* Start THE INPUT *

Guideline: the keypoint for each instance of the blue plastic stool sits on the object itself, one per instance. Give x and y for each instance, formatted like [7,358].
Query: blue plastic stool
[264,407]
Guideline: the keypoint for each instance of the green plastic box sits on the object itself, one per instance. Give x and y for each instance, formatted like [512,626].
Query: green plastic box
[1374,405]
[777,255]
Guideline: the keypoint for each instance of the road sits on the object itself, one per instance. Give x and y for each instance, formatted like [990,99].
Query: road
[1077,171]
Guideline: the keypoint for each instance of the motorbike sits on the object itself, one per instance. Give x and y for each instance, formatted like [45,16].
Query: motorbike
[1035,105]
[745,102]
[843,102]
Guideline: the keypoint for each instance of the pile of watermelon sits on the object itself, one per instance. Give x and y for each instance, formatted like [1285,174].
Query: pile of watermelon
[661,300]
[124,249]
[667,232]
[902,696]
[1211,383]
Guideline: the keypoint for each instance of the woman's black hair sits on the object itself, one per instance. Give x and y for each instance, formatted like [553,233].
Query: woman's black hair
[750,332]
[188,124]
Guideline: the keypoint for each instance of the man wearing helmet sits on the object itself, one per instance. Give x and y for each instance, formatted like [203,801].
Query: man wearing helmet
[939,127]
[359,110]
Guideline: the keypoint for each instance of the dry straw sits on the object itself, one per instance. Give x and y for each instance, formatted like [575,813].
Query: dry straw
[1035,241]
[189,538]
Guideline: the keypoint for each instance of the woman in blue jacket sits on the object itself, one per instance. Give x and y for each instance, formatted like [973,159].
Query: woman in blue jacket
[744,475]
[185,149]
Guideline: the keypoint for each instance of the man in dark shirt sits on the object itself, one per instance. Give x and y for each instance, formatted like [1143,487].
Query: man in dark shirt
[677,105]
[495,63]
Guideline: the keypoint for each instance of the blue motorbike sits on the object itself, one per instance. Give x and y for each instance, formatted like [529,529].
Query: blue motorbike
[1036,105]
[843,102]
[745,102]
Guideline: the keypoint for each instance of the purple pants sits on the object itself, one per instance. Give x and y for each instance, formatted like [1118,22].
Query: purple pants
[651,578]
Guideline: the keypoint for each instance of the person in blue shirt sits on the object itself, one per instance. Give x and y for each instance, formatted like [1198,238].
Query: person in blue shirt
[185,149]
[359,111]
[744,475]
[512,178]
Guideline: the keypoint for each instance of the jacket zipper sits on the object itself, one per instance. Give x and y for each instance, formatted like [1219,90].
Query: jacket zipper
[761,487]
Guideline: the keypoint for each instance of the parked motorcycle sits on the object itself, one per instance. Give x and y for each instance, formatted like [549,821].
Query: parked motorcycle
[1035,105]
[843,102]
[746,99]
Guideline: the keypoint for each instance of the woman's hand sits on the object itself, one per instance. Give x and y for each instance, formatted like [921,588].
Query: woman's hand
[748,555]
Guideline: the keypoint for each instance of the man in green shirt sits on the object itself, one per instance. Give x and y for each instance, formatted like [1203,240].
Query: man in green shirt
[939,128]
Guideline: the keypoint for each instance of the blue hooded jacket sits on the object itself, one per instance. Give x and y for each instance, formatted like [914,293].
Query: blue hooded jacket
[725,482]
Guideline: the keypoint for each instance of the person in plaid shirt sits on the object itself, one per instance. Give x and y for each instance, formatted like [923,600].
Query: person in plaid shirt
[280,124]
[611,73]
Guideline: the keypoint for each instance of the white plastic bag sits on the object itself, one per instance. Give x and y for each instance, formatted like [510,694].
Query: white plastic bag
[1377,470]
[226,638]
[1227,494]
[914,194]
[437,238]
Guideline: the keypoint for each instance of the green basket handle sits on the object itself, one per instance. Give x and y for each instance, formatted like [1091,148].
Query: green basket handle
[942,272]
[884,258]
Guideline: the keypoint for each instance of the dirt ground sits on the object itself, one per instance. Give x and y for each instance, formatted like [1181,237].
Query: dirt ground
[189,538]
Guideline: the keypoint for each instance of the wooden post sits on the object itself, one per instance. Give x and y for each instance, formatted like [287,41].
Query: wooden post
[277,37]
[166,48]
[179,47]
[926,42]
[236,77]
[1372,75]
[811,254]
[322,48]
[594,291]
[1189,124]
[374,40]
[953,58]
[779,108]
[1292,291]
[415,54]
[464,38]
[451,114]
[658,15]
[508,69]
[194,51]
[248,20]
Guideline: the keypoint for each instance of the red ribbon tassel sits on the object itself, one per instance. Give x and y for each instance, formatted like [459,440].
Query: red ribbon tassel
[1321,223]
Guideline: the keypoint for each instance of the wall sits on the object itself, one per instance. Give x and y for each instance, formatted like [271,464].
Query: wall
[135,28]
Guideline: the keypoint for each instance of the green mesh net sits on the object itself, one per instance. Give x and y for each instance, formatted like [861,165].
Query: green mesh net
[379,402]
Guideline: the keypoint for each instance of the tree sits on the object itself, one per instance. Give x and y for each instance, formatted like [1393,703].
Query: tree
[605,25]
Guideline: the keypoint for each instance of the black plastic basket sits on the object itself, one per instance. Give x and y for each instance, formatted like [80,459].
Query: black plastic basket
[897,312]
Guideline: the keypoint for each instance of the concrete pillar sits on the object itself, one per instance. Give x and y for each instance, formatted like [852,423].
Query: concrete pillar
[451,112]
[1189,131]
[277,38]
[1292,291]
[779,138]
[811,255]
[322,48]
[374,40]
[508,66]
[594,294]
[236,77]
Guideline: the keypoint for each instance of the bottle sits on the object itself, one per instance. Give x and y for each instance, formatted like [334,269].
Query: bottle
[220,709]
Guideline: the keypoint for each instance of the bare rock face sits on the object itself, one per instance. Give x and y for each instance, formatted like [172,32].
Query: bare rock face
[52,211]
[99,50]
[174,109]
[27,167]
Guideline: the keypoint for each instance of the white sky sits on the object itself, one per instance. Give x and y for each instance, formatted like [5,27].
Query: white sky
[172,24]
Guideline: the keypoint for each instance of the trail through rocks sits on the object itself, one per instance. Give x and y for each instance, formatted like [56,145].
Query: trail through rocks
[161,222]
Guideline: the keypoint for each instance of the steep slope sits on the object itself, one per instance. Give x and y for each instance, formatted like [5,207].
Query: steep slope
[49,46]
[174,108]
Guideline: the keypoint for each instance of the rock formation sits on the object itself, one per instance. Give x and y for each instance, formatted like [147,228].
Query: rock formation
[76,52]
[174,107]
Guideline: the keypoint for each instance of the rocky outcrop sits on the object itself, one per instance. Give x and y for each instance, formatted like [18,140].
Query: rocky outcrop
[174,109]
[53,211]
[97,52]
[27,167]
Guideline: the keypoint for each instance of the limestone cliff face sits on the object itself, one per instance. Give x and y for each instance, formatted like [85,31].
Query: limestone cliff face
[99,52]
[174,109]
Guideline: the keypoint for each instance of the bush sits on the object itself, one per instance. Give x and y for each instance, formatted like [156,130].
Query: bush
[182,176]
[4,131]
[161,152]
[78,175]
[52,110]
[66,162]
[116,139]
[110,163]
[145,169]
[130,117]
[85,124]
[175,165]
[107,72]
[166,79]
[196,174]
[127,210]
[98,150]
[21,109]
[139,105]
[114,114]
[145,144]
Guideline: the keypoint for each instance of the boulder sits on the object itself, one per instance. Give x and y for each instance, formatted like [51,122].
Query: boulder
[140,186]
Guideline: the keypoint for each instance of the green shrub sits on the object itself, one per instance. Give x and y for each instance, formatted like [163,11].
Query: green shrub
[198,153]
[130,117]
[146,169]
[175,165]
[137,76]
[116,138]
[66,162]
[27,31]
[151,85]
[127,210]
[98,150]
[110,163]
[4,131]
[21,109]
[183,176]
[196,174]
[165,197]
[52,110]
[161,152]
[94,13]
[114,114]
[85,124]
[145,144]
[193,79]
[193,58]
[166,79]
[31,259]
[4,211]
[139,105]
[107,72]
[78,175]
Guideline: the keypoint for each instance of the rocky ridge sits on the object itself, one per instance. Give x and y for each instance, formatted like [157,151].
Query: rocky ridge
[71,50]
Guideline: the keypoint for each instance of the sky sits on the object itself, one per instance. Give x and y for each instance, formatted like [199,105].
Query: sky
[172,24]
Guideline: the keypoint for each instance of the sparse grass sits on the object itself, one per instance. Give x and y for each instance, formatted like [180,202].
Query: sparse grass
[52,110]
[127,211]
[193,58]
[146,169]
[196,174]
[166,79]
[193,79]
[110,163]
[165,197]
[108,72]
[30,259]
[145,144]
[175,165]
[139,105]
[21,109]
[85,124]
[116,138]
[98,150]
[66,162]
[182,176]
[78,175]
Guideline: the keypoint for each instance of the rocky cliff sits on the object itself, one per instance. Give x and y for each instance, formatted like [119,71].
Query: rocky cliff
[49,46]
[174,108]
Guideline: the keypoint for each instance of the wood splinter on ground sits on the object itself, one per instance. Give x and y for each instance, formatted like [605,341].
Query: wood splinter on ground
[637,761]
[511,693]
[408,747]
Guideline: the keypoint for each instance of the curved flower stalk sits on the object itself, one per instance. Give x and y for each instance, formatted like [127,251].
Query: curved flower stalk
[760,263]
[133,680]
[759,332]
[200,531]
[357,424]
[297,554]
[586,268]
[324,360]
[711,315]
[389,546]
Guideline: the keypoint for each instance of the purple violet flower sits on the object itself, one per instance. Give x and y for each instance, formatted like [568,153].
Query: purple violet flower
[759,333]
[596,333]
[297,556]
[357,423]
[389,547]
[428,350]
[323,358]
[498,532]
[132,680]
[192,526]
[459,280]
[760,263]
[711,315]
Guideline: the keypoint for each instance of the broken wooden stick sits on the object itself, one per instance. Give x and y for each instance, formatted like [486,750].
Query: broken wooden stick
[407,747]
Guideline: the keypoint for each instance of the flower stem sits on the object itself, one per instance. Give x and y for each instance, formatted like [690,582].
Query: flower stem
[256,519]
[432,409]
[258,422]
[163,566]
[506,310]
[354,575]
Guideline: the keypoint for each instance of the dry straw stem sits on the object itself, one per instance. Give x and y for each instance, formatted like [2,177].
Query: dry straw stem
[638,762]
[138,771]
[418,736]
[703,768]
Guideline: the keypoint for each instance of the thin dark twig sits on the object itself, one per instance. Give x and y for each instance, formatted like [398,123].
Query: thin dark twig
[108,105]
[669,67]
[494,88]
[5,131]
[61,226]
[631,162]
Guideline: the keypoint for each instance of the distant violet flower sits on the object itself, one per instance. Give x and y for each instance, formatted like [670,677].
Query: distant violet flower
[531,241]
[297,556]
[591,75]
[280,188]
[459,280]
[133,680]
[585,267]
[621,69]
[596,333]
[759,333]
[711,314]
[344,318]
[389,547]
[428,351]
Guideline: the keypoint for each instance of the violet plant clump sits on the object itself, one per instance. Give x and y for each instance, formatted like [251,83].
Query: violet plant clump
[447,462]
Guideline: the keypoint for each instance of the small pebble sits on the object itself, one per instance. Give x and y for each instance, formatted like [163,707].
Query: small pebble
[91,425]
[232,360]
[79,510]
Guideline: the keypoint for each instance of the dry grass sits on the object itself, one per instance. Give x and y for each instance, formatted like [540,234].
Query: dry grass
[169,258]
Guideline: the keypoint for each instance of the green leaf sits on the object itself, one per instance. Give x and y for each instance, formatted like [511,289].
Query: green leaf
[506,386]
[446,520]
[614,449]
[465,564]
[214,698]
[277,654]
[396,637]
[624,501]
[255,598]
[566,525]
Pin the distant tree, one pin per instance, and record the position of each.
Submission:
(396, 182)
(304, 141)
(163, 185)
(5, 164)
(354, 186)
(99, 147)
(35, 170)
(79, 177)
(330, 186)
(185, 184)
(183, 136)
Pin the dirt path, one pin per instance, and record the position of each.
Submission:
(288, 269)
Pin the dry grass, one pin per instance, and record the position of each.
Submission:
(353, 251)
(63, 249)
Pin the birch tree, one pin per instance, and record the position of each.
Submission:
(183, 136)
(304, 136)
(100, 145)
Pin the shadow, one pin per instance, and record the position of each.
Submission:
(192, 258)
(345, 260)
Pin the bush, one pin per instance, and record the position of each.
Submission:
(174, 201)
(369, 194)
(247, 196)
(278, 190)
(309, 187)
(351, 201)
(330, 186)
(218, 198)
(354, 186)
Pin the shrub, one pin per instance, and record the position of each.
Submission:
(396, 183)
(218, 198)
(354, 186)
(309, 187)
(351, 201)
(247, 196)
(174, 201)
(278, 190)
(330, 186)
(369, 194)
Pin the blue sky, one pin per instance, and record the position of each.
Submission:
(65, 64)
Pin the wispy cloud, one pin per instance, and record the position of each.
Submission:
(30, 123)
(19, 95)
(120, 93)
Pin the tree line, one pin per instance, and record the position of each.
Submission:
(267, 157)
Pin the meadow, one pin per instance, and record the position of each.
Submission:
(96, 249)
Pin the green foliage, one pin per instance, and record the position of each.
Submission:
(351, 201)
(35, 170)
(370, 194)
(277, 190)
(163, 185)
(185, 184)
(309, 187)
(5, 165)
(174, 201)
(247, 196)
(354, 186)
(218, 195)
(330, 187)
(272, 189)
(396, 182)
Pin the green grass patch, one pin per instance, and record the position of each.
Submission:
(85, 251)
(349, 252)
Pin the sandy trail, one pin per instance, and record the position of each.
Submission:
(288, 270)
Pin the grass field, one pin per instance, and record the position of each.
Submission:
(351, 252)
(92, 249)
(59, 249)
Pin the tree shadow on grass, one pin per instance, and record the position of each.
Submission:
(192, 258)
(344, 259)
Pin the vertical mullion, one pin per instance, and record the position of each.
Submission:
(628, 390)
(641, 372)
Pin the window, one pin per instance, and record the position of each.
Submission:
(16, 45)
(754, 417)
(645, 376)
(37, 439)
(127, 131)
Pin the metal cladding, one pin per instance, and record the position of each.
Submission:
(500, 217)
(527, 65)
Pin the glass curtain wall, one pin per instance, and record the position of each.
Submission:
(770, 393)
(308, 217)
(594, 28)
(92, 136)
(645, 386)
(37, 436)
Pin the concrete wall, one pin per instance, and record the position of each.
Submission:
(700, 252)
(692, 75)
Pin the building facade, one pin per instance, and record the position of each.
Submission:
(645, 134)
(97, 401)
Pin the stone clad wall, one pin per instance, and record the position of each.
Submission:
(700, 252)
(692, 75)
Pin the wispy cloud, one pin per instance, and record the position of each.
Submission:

* End THE INPUT *

◆ **PROBLEM STATEMENT**:
Starting with the line that contains "Pin the blue", return each line through the last one of the data above, exactly as written and nothing more.

◆ **ANSWER FOR THIS EXERCISE**:
Pin the blue sky, one pin per instance, and record the position of each.
Submission:
(65, 64)
Pin the wispy cloud, one pin per instance, and record the position of each.
Submission:
(30, 123)
(19, 95)
(120, 93)
Pin the tree line, one pin per instance, and record the position of each.
Submission:
(267, 157)
Pin the meadow, one pin per instance, and record the position of each.
Submission:
(96, 249)
Pin the green foliage, one pin per instance, and record the position of each.
Submission:
(351, 201)
(35, 170)
(370, 194)
(277, 190)
(163, 185)
(185, 184)
(309, 187)
(5, 165)
(174, 201)
(247, 196)
(354, 186)
(218, 195)
(330, 187)
(272, 189)
(396, 182)
Pin the green grass patch, one pin per instance, and record the position of each.
Submission:
(85, 251)
(349, 252)
Pin the sandy trail, one pin per instance, and record the position of each.
Submission:
(288, 270)
Pin the grass field, one pin per instance, and record the position of each.
Submission:
(351, 252)
(92, 249)
(59, 249)
Pin the tree shadow on grass, one pin per instance, and record the position of each.
Submission:
(192, 258)
(344, 259)
Pin the vertical mullion, one pin per instance, and record the position of each.
Submission:
(628, 390)
(641, 372)
Pin the window, one pin per instance, and record the position of each.
Submission:
(16, 45)
(754, 417)
(645, 376)
(37, 439)
(127, 131)
Pin the metal cladding, one pin per instance, and record the position of each.
Submission:
(500, 217)
(527, 65)
Pin the glass curtain wall, one pin per instance, and record the position of each.
Submission:
(770, 393)
(308, 217)
(594, 28)
(92, 136)
(645, 386)
(37, 436)
Pin the concrete wall, one pin per instance, and record the position of each.
Submission:
(700, 252)
(692, 75)
Pin the building facade, one pin per instance, and record the position of each.
Submission:
(645, 134)
(97, 401)
Pin the stone clad wall, one pin per instance, and record the position of each.
Submission:
(700, 252)
(692, 75)
Pin the wispy cloud, one pin per instance, and record the position of each.
Submission:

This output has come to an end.